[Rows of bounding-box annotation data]
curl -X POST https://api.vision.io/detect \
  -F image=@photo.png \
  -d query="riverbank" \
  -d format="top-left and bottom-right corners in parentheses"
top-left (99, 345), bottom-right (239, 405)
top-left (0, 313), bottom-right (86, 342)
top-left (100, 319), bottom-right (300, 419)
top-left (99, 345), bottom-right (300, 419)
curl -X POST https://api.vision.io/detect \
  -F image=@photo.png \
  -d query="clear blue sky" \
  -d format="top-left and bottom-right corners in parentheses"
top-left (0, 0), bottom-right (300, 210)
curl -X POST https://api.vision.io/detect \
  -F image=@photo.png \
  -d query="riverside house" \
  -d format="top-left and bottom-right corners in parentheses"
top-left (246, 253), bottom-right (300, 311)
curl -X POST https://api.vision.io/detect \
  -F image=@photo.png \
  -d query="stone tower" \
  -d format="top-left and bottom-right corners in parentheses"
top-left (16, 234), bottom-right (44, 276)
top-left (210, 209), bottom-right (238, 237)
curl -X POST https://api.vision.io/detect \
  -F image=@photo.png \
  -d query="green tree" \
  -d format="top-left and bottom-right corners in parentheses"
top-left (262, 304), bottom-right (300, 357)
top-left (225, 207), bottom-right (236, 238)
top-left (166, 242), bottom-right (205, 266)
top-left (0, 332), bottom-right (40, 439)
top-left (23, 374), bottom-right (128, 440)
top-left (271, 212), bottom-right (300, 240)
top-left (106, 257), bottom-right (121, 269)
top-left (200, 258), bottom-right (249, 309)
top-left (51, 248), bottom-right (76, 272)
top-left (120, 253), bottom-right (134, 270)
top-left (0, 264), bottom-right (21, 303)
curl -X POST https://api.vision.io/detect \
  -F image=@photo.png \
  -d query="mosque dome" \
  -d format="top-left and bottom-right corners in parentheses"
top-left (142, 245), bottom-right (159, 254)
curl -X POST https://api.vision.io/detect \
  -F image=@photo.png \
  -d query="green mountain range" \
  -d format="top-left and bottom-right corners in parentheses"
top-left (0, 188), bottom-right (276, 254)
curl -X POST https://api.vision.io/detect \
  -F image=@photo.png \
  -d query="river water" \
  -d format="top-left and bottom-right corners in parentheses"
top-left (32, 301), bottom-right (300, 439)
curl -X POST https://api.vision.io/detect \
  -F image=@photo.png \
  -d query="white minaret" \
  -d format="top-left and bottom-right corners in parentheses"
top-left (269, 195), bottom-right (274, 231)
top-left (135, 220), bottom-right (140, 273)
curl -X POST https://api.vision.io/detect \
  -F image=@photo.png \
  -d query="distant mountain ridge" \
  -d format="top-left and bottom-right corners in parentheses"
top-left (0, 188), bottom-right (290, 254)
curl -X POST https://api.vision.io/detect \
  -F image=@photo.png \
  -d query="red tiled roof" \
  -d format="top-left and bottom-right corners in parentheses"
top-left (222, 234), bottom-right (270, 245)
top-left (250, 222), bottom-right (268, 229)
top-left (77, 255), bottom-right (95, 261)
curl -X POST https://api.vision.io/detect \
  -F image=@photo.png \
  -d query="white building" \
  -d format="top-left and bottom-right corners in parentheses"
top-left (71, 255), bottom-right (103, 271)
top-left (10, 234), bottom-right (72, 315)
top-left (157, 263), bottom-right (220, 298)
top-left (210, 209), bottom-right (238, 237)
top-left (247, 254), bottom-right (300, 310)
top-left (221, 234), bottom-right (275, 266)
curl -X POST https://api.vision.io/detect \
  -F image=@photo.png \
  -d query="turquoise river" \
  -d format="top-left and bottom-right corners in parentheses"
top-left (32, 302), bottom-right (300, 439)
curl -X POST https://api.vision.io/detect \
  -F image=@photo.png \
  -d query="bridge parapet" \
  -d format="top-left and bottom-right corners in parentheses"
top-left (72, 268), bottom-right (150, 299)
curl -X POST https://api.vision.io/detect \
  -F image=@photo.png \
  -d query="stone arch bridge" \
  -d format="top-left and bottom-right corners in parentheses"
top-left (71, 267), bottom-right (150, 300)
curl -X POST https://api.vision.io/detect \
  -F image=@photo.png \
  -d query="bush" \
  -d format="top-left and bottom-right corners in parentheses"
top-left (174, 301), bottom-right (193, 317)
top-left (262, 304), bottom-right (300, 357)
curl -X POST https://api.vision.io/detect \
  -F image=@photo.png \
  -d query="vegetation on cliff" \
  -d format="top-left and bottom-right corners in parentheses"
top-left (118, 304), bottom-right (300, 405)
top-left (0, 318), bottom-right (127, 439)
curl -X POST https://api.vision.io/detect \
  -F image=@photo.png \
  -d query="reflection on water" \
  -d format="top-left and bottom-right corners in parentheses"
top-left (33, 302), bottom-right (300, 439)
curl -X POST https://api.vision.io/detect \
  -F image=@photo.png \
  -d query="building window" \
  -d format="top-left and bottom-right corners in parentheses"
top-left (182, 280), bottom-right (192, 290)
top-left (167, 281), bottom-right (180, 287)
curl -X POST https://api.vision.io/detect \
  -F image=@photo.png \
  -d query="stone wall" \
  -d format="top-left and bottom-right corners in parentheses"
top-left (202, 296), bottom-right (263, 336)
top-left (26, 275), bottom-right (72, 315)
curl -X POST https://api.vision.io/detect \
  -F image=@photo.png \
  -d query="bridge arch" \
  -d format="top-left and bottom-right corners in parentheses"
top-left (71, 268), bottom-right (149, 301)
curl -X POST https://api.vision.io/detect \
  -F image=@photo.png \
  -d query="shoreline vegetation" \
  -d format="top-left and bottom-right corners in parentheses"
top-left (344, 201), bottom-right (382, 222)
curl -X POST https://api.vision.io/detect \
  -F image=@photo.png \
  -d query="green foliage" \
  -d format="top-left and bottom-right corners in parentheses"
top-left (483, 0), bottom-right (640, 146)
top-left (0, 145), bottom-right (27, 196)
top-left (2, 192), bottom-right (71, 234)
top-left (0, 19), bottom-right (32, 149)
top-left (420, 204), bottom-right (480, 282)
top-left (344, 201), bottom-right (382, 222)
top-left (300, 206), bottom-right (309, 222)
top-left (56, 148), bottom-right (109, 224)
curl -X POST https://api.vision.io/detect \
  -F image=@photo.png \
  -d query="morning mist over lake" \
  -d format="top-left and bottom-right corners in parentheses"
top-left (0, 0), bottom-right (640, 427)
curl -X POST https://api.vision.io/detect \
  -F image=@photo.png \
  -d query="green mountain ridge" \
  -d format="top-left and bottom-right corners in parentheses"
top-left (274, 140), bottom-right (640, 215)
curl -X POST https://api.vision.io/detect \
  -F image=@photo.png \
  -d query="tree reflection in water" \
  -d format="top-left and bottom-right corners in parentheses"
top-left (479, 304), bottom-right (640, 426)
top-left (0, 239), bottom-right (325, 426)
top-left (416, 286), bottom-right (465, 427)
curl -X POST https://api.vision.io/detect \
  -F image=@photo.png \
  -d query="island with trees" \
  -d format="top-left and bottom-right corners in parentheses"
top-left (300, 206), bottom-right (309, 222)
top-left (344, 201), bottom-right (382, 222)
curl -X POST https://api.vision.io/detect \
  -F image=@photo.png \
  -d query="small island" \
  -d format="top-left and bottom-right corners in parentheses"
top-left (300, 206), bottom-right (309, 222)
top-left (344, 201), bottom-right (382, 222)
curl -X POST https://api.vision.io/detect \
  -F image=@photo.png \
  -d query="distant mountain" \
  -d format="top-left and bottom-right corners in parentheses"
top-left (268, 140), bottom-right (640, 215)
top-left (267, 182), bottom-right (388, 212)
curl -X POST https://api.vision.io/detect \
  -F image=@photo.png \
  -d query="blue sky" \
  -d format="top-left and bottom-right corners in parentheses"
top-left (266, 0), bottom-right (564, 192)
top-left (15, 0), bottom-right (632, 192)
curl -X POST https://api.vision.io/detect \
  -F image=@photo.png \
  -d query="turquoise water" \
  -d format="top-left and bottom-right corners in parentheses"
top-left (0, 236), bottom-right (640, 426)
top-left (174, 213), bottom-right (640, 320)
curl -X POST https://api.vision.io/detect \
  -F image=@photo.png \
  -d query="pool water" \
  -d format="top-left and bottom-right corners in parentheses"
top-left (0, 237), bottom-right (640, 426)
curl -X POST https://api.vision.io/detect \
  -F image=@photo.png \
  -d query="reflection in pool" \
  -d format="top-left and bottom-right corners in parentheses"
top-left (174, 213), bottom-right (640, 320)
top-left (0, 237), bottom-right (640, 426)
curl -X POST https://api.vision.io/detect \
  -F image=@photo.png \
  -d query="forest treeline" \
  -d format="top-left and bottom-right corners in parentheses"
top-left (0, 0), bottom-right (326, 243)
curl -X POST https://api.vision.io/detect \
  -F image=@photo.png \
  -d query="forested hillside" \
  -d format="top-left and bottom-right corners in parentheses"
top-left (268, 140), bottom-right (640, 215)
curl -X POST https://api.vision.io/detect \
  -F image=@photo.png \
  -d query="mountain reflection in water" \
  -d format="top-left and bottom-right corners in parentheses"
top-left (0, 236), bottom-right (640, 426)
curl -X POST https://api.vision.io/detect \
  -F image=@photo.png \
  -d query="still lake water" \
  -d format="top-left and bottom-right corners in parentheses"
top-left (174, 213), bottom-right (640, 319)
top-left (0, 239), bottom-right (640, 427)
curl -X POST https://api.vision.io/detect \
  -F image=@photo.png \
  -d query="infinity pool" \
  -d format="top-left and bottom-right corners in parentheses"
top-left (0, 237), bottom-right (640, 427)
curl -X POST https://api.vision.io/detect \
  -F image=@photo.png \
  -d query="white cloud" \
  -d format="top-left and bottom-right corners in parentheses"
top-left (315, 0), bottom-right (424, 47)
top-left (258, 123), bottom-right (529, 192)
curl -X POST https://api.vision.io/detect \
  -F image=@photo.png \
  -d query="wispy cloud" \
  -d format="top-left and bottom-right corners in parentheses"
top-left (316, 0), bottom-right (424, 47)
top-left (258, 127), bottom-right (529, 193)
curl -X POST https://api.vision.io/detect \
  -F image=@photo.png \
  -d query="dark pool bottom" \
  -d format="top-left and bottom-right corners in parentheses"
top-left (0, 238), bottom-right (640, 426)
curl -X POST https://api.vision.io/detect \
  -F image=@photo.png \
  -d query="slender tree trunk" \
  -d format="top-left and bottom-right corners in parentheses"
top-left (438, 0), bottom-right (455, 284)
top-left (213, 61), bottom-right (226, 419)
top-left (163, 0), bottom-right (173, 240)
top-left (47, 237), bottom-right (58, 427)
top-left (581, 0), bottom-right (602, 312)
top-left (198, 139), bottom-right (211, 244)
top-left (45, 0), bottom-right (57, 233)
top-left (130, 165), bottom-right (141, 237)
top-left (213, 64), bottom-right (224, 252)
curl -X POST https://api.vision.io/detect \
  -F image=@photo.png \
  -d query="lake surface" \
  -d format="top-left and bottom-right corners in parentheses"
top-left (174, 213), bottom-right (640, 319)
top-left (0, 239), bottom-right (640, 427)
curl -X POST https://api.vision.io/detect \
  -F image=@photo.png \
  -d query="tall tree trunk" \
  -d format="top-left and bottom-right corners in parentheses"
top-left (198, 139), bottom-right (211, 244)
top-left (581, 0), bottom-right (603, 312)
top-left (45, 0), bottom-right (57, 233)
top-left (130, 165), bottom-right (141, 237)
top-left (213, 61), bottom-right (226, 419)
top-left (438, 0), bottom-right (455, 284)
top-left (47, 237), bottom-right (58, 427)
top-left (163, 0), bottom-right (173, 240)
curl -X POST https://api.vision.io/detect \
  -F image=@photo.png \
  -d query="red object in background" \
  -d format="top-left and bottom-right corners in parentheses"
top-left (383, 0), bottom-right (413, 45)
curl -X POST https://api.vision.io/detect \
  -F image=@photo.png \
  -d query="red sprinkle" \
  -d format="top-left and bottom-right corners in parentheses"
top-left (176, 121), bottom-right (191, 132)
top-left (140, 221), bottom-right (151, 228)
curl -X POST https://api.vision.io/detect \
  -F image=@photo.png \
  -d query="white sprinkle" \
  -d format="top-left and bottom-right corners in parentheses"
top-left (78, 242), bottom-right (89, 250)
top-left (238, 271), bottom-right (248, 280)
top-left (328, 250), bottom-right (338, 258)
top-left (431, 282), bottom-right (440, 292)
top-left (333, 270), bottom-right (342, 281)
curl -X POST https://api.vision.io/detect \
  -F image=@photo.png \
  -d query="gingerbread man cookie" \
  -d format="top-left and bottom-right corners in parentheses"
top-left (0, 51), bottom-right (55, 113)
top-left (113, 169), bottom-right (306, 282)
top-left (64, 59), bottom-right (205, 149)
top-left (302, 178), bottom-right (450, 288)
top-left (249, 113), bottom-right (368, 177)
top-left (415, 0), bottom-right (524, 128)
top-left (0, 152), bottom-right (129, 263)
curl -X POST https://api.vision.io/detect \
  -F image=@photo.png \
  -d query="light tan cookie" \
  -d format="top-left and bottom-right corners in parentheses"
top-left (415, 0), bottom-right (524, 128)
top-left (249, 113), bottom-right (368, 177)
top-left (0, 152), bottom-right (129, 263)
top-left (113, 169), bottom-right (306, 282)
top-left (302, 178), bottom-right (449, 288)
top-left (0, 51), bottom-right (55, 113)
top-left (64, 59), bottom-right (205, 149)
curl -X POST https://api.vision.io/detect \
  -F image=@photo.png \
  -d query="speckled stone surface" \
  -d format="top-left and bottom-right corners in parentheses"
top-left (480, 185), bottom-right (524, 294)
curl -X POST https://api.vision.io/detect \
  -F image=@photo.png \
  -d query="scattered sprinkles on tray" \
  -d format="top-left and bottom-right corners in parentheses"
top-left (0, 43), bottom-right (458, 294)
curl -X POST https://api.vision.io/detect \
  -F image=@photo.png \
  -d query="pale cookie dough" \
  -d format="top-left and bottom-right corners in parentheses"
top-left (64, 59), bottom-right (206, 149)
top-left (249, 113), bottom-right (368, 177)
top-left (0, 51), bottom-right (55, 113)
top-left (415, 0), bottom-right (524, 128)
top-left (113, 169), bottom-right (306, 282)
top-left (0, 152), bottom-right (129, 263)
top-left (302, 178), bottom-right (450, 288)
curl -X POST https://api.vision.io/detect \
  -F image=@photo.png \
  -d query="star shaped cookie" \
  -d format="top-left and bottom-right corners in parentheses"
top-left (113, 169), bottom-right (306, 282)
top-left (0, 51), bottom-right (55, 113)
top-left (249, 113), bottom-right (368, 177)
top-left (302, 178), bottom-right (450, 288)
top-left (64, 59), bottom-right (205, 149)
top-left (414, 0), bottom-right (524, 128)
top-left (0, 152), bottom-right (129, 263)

Task objective: Reproduce the lines running from the start of the records through the line that contains "top-left (99, 345), bottom-right (300, 419)", both ends included.

Answer to the exercise:
curl -X POST https://api.vision.io/detect \
  -F image=@photo.png \
  -d query="riverbank" \
  -d format="top-left and bottom-right corners in parentheses"
top-left (99, 345), bottom-right (239, 405)
top-left (0, 313), bottom-right (86, 342)
top-left (100, 319), bottom-right (300, 419)
top-left (99, 345), bottom-right (300, 419)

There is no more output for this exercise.